What is required ▸ Reproduce every record below exactly, with the pictures left out.

Material to process ▸

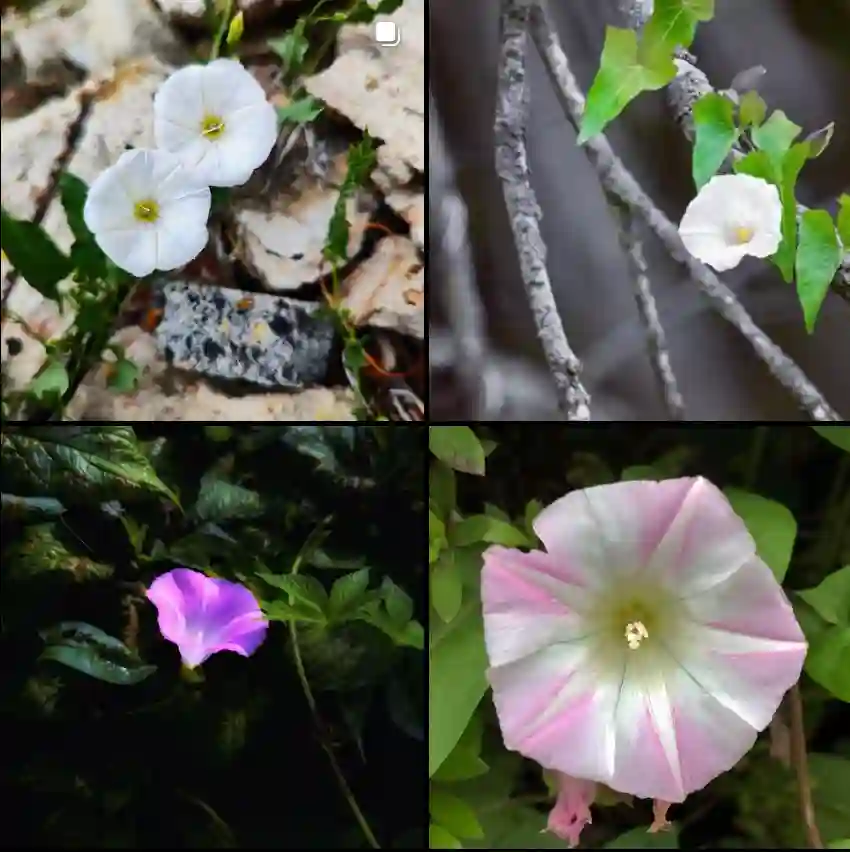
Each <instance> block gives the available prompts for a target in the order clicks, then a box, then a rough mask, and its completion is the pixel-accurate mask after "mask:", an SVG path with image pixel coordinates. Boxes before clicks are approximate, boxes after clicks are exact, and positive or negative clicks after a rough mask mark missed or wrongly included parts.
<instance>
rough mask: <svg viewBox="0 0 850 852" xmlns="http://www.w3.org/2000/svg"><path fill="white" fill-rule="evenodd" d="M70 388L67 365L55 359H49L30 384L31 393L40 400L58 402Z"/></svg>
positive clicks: (70, 381)
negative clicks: (50, 400)
mask: <svg viewBox="0 0 850 852" xmlns="http://www.w3.org/2000/svg"><path fill="white" fill-rule="evenodd" d="M70 386H71V380H70V379H69V378H68V371H67V370H66V369H65V365H64V364H63V363H62V362H61V361H58V360H56V359H55V358H48V360H47V361H46V362H45V364H44V366H43V367H42V368H41V370H39V372H38V375H37V376H36V377H35V378H34V379H33V380H32V382H31V383H30V386H29V392H30V393H31V394H32V395H33V397H34V398H35V399H38V400H47V401H50V400H55V401H58V400H60V399H61V398H62V395H63V394H64V393H65V392H66V391H67V390H68V388H69V387H70Z"/></svg>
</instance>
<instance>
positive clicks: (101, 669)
mask: <svg viewBox="0 0 850 852" xmlns="http://www.w3.org/2000/svg"><path fill="white" fill-rule="evenodd" d="M39 635H40V636H41V638H42V639H44V641H45V642H46V643H47V647H46V648H45V649H44V650H43V651H42V653H41V656H40V658H39V659H42V660H54V661H55V662H57V663H62V664H63V665H65V666H69V667H70V668H72V669H76V670H77V671H78V672H82V673H83V674H87V675H89V676H91V677H94V678H97V679H98V680H102V681H105V682H106V683H114V684H119V685H122V686H126V685H129V684H134V683H139V682H140V681H143V680H144V679H145V678H147V677H150V676H151V675H152V674H153V673H154V672H155V671H156V666H150V665H145V664H144V663H143V662H142V660H140V659H139V657H138V655H136V654H135V653H134V652H133V651H131V650H130V649H129V648H128V647H127V646H126V645H125V644H124V643H123V642H121V641H119V640H118V639H115V638H114V637H113V636H109V635H108V634H106V633H104V632H103V631H102V630H101V629H100V628H98V627H93V626H92V625H91V624H85V623H83V622H80V621H65V622H62V623H61V624H57V625H55V626H53V627H50V628H48V629H46V630H43V631H41V632H40V633H39Z"/></svg>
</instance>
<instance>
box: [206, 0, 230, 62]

Response ▸
Each <instance> block gives the available prompts for a target in the order clicks, then a box, then a rough mask, and its completion is the pixel-accurate mask after "mask:", an SVG path with image pixel coordinates. Boxes before clicks are approximate, boxes after clicks are exact, and positive or negative clicks after a rough mask mark missed or wrongly included parts.
<instance>
rough mask: <svg viewBox="0 0 850 852" xmlns="http://www.w3.org/2000/svg"><path fill="white" fill-rule="evenodd" d="M70 388L67 365L55 359H49L30 384L31 393L40 400L58 402Z"/></svg>
positive clicks: (70, 381)
negative clicks: (50, 400)
mask: <svg viewBox="0 0 850 852" xmlns="http://www.w3.org/2000/svg"><path fill="white" fill-rule="evenodd" d="M70 386H71V380H70V379H69V378H68V371H67V370H66V369H65V365H64V364H63V363H62V362H61V361H58V360H56V359H55V358H48V360H47V361H46V362H45V364H44V366H43V367H42V368H41V370H39V372H38V375H37V376H36V377H35V378H34V379H33V380H32V382H31V383H30V386H29V392H30V393H31V394H32V395H33V397H34V398H35V399H38V400H47V401H50V400H55V401H58V400H60V399H61V398H62V395H63V394H64V393H65V392H66V391H67V390H68V388H69V387H70Z"/></svg>
</instance>
<instance>
positive clicks: (101, 669)
mask: <svg viewBox="0 0 850 852" xmlns="http://www.w3.org/2000/svg"><path fill="white" fill-rule="evenodd" d="M39 635H40V636H41V638H42V639H44V641H45V642H46V643H47V647H46V648H45V649H44V650H43V651H42V653H41V656H40V658H39V659H42V660H54V661H55V662H57V663H62V664H63V665H65V666H69V667H70V668H72V669H76V670H77V671H78V672H82V673H83V674H87V675H89V676H91V677H94V678H97V679H98V680H102V681H105V682H106V683H114V684H119V685H122V686H126V685H129V684H134V683H139V682H140V681H143V680H144V679H145V678H147V677H150V676H151V675H152V674H153V673H154V672H155V671H156V666H150V665H145V664H144V663H143V662H142V660H140V659H139V657H138V655H136V654H135V653H134V652H133V651H131V650H130V649H129V648H128V647H127V646H126V645H125V644H124V643H123V642H121V641H119V640H118V639H115V638H114V637H113V636H109V635H108V634H106V633H104V632H103V631H102V630H101V629H100V628H98V627H93V626H92V625H91V624H85V623H83V622H80V621H65V622H62V623H61V624H57V625H55V626H53V627H50V628H48V629H46V630H43V631H41V632H40V633H39Z"/></svg>
</instance>
<instance>
box: [206, 0, 230, 62]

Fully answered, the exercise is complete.